> [What the task asks] Find every line in the records below that contains the word "forearm", and copy each such line.

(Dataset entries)
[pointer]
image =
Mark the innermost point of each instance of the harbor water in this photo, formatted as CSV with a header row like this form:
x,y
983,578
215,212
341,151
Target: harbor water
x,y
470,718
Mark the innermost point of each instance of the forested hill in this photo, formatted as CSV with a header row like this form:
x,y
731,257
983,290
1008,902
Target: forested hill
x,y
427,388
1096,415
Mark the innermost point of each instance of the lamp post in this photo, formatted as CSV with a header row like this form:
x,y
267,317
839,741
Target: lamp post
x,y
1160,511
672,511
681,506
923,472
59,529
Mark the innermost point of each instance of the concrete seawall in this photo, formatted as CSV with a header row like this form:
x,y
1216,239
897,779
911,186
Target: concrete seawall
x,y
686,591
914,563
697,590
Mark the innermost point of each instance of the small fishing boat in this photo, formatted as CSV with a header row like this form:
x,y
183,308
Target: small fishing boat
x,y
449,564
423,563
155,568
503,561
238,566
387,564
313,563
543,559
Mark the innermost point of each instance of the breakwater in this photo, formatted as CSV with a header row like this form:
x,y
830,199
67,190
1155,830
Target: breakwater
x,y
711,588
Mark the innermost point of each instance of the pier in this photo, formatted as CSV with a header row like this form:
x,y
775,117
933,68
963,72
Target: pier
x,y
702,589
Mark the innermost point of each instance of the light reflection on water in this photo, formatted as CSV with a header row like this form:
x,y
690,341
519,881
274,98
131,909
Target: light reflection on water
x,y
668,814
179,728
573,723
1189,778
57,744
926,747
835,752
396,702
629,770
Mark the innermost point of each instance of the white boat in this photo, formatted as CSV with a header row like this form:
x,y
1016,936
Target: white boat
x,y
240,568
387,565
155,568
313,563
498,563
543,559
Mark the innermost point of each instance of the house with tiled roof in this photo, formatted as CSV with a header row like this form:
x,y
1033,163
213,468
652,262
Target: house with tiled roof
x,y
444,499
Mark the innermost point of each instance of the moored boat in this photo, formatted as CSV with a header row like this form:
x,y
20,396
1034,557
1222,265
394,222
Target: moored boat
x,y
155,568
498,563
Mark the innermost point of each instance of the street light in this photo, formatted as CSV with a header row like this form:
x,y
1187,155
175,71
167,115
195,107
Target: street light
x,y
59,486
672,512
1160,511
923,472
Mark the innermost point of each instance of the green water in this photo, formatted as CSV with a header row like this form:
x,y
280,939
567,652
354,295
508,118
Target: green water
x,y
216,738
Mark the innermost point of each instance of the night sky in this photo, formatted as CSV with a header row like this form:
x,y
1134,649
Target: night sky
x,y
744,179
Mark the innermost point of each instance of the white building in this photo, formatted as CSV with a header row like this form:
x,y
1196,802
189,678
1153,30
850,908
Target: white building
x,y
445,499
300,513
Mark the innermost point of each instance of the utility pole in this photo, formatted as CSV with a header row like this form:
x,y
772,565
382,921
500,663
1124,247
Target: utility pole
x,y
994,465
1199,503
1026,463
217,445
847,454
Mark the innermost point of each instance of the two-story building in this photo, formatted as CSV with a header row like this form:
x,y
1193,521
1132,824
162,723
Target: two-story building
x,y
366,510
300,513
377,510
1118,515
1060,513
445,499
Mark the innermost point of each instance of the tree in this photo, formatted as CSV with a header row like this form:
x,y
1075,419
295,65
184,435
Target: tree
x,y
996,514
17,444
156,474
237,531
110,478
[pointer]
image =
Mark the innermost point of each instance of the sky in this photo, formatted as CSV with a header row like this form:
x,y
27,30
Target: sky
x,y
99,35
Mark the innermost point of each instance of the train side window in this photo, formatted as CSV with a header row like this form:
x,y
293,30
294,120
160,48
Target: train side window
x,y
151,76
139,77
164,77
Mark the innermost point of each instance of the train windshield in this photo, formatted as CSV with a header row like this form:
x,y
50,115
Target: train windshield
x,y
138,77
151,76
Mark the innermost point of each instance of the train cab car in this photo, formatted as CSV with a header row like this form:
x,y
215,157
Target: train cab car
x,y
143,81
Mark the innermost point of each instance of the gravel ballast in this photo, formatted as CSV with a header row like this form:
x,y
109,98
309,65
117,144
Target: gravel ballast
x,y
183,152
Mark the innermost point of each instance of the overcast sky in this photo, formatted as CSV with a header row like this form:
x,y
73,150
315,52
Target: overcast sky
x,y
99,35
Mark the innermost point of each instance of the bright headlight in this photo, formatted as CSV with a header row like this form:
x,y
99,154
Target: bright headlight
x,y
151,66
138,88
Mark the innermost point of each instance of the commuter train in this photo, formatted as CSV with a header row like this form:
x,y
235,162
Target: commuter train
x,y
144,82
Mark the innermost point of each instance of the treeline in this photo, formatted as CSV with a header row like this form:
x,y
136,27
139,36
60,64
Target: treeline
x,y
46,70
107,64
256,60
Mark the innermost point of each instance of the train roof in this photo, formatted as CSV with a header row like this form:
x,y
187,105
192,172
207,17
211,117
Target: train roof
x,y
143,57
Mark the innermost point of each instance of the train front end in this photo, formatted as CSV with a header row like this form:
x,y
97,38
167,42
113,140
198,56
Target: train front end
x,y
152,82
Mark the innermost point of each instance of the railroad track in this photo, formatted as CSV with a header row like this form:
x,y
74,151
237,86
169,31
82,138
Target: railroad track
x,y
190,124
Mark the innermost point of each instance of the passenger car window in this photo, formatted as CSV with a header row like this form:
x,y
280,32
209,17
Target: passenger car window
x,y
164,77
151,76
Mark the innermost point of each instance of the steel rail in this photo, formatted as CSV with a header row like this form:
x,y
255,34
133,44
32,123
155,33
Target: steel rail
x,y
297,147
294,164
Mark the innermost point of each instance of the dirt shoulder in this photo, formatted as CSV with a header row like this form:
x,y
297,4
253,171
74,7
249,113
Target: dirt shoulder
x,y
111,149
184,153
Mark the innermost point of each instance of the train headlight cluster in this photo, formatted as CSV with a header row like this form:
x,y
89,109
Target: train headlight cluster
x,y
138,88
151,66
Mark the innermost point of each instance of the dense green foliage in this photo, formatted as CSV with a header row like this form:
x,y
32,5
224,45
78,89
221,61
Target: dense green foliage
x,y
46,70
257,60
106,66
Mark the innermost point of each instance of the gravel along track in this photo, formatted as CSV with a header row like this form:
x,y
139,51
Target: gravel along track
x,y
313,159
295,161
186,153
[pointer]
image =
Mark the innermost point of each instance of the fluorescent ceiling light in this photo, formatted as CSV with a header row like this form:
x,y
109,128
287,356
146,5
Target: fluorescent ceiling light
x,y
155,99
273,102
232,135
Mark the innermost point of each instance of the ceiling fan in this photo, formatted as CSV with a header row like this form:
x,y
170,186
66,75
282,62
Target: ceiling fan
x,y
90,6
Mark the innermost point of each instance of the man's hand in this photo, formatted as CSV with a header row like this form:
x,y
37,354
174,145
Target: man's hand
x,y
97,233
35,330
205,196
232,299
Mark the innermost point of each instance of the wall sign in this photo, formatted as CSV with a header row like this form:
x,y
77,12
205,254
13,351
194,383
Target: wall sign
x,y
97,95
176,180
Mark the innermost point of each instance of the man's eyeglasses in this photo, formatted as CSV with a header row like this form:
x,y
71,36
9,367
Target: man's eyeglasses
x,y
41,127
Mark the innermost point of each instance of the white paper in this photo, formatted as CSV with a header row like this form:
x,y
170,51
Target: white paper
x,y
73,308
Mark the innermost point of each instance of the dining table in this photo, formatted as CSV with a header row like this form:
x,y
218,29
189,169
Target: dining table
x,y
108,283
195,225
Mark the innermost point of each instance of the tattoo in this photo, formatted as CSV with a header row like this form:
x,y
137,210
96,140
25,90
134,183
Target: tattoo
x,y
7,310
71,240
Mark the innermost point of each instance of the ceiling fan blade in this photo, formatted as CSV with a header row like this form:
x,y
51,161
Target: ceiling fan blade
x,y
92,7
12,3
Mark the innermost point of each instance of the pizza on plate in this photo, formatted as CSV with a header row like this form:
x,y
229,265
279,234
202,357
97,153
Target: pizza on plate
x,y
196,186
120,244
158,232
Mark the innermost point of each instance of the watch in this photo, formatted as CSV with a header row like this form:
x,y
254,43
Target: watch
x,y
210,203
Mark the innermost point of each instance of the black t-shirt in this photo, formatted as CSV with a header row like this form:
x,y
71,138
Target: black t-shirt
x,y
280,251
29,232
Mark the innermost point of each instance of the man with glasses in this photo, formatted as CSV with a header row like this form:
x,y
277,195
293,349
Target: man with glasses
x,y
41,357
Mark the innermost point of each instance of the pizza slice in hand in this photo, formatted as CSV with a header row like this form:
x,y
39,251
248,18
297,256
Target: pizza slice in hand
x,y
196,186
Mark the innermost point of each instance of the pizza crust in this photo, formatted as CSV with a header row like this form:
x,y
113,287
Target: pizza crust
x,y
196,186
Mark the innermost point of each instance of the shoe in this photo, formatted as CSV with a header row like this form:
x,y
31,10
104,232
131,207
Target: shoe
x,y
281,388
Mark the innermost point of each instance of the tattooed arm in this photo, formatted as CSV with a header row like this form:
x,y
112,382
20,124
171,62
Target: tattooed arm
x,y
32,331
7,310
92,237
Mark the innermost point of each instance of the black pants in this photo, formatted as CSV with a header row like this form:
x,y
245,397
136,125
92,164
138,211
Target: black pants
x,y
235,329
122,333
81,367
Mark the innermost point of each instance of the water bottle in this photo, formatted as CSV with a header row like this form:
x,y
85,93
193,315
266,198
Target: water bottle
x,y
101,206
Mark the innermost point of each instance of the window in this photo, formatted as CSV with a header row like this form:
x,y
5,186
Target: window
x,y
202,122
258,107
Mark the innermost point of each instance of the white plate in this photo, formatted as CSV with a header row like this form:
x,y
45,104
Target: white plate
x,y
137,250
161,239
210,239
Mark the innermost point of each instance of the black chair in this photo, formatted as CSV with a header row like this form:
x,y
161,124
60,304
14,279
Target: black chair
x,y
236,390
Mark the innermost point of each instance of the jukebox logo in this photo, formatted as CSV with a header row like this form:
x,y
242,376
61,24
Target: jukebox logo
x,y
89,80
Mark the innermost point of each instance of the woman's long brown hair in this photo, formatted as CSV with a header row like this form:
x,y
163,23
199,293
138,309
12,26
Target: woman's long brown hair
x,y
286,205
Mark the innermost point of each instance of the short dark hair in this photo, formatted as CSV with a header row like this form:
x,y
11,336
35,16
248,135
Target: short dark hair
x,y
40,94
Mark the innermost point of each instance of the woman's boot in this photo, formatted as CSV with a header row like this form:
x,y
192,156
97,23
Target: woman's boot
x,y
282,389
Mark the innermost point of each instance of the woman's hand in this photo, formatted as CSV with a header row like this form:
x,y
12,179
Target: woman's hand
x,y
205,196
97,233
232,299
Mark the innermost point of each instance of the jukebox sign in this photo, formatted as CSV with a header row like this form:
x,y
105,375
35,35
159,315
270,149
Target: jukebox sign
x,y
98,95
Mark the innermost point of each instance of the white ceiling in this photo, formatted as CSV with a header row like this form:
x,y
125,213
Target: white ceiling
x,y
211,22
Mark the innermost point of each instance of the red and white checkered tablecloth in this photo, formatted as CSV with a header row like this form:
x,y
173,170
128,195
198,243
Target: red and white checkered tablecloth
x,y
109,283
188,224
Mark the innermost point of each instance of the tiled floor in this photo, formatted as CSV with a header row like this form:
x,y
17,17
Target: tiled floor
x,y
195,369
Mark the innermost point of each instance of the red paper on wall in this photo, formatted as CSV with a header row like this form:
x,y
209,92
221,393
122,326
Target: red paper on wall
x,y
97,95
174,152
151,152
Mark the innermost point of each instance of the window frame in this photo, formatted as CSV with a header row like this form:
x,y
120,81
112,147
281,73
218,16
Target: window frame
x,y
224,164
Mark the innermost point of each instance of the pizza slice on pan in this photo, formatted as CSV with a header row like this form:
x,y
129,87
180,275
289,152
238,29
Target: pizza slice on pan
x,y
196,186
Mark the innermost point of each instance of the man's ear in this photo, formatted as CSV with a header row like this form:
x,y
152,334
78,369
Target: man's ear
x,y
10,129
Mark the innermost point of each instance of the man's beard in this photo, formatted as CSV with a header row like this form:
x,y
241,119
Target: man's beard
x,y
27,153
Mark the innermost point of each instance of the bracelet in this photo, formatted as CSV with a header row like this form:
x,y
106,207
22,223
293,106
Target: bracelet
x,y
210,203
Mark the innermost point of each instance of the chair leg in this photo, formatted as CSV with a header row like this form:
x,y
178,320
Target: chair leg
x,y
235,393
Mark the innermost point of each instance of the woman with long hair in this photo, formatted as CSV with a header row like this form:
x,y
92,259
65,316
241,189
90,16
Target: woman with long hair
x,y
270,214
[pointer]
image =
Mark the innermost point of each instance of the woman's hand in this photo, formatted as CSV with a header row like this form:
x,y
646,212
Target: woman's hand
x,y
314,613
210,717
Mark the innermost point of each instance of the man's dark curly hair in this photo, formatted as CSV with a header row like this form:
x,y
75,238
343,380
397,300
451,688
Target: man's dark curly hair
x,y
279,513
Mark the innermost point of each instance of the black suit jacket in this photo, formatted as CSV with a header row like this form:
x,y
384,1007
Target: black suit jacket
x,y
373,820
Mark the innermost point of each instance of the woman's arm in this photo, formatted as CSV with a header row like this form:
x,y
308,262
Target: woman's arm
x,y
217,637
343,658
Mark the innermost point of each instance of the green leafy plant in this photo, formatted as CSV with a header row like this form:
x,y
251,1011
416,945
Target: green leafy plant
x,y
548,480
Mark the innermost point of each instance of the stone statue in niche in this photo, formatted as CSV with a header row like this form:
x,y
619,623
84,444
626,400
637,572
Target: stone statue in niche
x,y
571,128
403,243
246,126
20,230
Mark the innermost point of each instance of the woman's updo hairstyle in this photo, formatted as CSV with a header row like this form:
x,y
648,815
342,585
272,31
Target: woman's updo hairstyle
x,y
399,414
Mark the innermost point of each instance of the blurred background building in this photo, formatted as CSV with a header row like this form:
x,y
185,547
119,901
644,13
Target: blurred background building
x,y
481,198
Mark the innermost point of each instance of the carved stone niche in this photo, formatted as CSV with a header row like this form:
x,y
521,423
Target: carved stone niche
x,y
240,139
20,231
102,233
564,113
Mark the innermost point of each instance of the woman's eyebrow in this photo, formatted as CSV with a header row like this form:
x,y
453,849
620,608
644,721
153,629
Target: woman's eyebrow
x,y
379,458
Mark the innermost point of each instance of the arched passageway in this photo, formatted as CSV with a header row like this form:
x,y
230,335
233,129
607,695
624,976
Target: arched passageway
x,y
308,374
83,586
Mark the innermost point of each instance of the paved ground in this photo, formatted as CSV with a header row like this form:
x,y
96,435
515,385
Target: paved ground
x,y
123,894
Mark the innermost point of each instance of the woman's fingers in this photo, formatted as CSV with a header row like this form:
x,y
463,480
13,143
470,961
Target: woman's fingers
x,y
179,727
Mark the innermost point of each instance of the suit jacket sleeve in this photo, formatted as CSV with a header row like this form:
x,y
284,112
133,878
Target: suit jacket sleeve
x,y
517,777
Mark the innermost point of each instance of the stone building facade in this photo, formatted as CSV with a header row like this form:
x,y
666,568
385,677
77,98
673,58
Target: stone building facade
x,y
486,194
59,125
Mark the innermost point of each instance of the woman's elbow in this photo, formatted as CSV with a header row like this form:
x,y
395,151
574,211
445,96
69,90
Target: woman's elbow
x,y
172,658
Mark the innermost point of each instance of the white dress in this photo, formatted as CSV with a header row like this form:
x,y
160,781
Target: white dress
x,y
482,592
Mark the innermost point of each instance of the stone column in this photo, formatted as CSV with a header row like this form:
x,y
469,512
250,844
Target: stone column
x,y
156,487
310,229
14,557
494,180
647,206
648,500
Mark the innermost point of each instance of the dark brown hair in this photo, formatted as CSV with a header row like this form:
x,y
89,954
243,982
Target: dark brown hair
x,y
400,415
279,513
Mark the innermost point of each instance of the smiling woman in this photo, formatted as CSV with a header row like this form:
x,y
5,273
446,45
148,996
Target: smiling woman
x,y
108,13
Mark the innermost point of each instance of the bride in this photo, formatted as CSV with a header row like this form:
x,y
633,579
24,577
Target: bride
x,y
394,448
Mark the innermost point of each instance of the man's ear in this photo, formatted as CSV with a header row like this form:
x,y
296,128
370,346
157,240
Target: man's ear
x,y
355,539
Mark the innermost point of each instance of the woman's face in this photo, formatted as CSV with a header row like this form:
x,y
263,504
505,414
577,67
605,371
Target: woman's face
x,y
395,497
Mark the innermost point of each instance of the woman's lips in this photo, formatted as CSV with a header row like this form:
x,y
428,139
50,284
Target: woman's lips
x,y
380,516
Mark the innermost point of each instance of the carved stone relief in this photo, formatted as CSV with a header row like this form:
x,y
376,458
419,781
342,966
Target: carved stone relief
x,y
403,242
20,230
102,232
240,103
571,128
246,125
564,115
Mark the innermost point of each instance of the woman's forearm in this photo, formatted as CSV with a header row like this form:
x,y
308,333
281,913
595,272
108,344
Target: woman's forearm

> [Answer section]
Mark the innermost point of each instance of the woman's forearm in this photo, formatted as CSV with a header row like this form:
Target: woman's forearm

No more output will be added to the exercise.